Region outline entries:
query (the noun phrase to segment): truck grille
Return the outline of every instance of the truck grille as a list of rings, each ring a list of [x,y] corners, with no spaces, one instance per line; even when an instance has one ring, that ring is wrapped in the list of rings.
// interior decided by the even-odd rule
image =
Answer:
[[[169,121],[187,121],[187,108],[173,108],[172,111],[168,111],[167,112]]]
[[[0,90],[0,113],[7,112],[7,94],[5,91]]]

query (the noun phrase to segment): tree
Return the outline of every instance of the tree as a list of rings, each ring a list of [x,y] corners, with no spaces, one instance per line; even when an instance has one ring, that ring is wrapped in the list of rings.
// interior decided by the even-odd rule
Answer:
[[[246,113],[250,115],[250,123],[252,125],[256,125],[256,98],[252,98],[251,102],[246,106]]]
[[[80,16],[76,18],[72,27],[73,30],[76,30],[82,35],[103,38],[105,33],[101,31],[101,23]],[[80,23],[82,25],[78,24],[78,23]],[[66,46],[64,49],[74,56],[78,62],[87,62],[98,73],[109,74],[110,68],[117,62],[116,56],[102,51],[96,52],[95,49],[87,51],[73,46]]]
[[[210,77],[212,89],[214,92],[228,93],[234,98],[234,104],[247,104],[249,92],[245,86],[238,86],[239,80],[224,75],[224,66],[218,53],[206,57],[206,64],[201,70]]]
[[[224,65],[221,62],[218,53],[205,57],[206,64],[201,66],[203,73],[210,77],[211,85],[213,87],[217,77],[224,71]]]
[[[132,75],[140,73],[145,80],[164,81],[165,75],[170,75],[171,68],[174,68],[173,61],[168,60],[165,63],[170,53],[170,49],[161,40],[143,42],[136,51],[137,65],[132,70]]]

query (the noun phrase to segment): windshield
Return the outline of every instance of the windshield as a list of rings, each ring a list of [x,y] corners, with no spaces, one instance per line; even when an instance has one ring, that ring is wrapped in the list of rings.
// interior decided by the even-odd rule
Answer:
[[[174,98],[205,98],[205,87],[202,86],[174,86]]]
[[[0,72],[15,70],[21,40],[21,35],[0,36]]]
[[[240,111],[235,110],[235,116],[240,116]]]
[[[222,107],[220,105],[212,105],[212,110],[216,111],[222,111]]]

▸ Task goal
Reproduce each of the lines above verbatim, leaving every character unchanged.

▸ Output for this exercise
query (the noun phrase to segment): truck grille
Return the outline of every instance of the truck grille as a list of rings, each ring a list of [x,y] corners, with no spaces, one instance per line; even when an instance has one ring, that ring is wrapped in the list of rings.
// interior decided by the even-odd rule
image =
Answer:
[[[169,121],[187,121],[187,108],[173,108],[172,111],[168,111],[167,112]]]
[[[0,90],[0,113],[7,112],[7,94],[5,91]]]

query (the noun phrase to segment): tree
Return the outline of every instance of the tree as a list of rings, each ring a list of [x,y] corners, with no spaces, one instance per line; even when an instance has one ring, that ring is wrapped in the list of rings.
// interior decided by the even-odd rule
Answer:
[[[246,113],[250,115],[250,123],[252,125],[256,125],[256,98],[252,98],[251,102],[246,106]]]
[[[80,16],[76,18],[72,27],[73,30],[76,30],[82,35],[103,38],[105,33],[101,31],[101,23]],[[80,23],[82,25],[78,24],[78,23]],[[66,46],[64,49],[74,56],[78,62],[87,62],[98,73],[109,74],[110,68],[117,62],[116,56],[102,51],[96,52],[95,49],[87,51],[73,46]]]
[[[210,77],[212,89],[214,92],[228,93],[234,98],[234,104],[247,104],[249,92],[245,86],[238,86],[239,80],[224,75],[224,66],[218,53],[206,57],[206,64],[201,70]]]
[[[224,65],[221,62],[218,53],[205,57],[206,64],[201,66],[203,73],[210,77],[211,85],[213,87],[217,77],[224,71]]]
[[[132,75],[140,73],[145,80],[164,81],[165,75],[170,75],[171,68],[174,68],[173,61],[168,60],[165,63],[170,53],[170,49],[161,40],[143,42],[136,51],[137,65],[132,70]]]

query (the noun phrase to segment): windshield
Return the outline of every instance of the windshield as a list of rings, each ring a list of [x,y] corners, with no spaces, one instance per line; even when an instance has one ring, that ring is wrapped in the list of rings.
// interior decided by the even-odd rule
Answer:
[[[174,98],[205,98],[205,87],[202,86],[174,86]]]
[[[0,72],[15,70],[21,40],[21,35],[0,36]]]
[[[240,111],[235,110],[235,116],[240,116]]]
[[[222,107],[220,105],[212,105],[212,110],[216,111],[222,111]]]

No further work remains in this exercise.